Records excerpted from a collection

______

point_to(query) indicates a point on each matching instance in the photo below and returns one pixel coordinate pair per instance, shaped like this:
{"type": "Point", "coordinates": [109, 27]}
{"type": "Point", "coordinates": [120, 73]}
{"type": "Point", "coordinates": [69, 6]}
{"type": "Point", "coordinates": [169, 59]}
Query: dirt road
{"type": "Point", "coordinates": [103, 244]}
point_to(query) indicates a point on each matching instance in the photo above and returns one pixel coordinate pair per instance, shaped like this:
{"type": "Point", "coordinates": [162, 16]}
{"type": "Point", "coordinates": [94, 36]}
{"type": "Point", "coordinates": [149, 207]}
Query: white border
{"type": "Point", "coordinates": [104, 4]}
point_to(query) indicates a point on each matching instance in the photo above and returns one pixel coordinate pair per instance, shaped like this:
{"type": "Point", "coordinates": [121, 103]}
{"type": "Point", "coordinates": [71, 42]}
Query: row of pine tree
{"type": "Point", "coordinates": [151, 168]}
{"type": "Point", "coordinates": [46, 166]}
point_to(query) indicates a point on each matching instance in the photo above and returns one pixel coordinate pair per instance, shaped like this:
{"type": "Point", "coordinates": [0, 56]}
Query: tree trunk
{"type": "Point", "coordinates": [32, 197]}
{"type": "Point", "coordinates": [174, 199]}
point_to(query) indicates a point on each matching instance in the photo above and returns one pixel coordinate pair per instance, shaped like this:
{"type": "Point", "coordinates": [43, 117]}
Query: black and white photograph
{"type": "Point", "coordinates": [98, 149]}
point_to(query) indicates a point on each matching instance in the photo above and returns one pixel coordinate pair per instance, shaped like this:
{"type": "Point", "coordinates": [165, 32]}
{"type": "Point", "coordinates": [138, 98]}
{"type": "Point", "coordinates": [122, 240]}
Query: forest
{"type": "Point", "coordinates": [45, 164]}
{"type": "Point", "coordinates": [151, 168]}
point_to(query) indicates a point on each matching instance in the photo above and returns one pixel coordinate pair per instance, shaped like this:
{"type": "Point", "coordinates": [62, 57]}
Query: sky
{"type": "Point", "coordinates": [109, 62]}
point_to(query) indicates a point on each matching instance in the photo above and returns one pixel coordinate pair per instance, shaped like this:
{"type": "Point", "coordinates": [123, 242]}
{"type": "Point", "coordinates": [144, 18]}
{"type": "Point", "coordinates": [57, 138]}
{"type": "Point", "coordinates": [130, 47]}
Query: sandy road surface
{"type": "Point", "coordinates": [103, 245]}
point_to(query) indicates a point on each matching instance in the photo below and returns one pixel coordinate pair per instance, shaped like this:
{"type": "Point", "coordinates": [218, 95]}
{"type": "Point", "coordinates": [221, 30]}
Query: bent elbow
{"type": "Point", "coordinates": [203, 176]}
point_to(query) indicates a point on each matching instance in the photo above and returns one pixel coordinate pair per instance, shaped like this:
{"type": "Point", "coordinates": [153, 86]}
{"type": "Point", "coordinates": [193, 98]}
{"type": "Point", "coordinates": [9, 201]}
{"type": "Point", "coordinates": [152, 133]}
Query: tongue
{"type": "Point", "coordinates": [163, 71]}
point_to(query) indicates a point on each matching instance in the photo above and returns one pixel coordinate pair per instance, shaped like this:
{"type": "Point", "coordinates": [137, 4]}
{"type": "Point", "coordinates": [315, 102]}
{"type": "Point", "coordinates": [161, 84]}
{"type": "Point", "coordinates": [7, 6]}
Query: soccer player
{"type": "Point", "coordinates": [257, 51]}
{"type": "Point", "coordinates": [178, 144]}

______

**Exercise aim:**
Return all of the data exactly as it reads.

**The answer:**
point_to(query) indicates a point on each matching instance in the photo below and returns one pixel coordinate pair per instance, shaped like this:
{"type": "Point", "coordinates": [109, 27]}
{"type": "Point", "coordinates": [120, 73]}
{"type": "Point", "coordinates": [69, 6]}
{"type": "Point", "coordinates": [169, 59]}
Query: dirt road
{"type": "Point", "coordinates": [103, 244]}
point_to(query) indicates a point on each matching instance in the photo above and returns one pixel coordinate pair per instance, shaped like this:
{"type": "Point", "coordinates": [162, 16]}
{"type": "Point", "coordinates": [94, 36]}
{"type": "Point", "coordinates": [149, 207]}
Query: white border
{"type": "Point", "coordinates": [104, 4]}
point_to(query) indicates a point on each matching instance in the photo above and returns one pixel coordinate pair per instance, shaped like this:
{"type": "Point", "coordinates": [121, 103]}
{"type": "Point", "coordinates": [71, 42]}
Query: row of pine tree
{"type": "Point", "coordinates": [151, 168]}
{"type": "Point", "coordinates": [46, 166]}
point_to(query) indicates a point on each matching instance in the photo above and returns one pixel coordinate pair per instance, shaped like this:
{"type": "Point", "coordinates": [0, 56]}
Query: tree trunk
{"type": "Point", "coordinates": [32, 197]}
{"type": "Point", "coordinates": [174, 199]}
point_to(query) indicates a point on each matching instance in the photo above and returns one pixel coordinate pair per instance, shaped like this:
{"type": "Point", "coordinates": [43, 117]}
Query: black and white photograph
{"type": "Point", "coordinates": [98, 149]}
point_to(query) indicates a point on each matching instance in the photo above and returns one pixel coordinate pair per instance, shaped like this:
{"type": "Point", "coordinates": [165, 32]}
{"type": "Point", "coordinates": [138, 98]}
{"type": "Point", "coordinates": [122, 240]}
Query: forest
{"type": "Point", "coordinates": [45, 164]}
{"type": "Point", "coordinates": [151, 168]}
point_to(query) indicates a point on each matching instance in the photo above and returns one pixel coordinate pair per instance, shaped like this:
{"type": "Point", "coordinates": [62, 57]}
Query: sky
{"type": "Point", "coordinates": [109, 62]}
point_to(query) indicates a point on each matching instance in the photo above and returns one pixel coordinate pair per instance, shaped like this:
{"type": "Point", "coordinates": [123, 242]}
{"type": "Point", "coordinates": [144, 18]}
{"type": "Point", "coordinates": [57, 138]}
{"type": "Point", "coordinates": [130, 47]}
Query: sandy road surface
{"type": "Point", "coordinates": [103, 245]}
point_to(query) indicates a point on each matching instance in the photo below and returns one pixel coordinate pair per instance, shaped like this:
{"type": "Point", "coordinates": [218, 95]}
{"type": "Point", "coordinates": [221, 30]}
Query: bent elbow
{"type": "Point", "coordinates": [203, 176]}
point_to(query) indicates a point on each matching instance in the photo above and returns one pixel coordinate pair per instance, shaped like this:
{"type": "Point", "coordinates": [153, 86]}
{"type": "Point", "coordinates": [193, 98]}
{"type": "Point", "coordinates": [9, 201]}
{"type": "Point", "coordinates": [152, 133]}
Query: tongue
{"type": "Point", "coordinates": [163, 71]}
point_to(query) indicates a point on each matching instance in the photo above and returns one pixel coordinate pair per instance, shaped like this:
{"type": "Point", "coordinates": [137, 4]}
{"type": "Point", "coordinates": [315, 102]}
{"type": "Point", "coordinates": [161, 84]}
{"type": "Point", "coordinates": [7, 6]}
Query: soccer player
{"type": "Point", "coordinates": [257, 51]}
{"type": "Point", "coordinates": [178, 144]}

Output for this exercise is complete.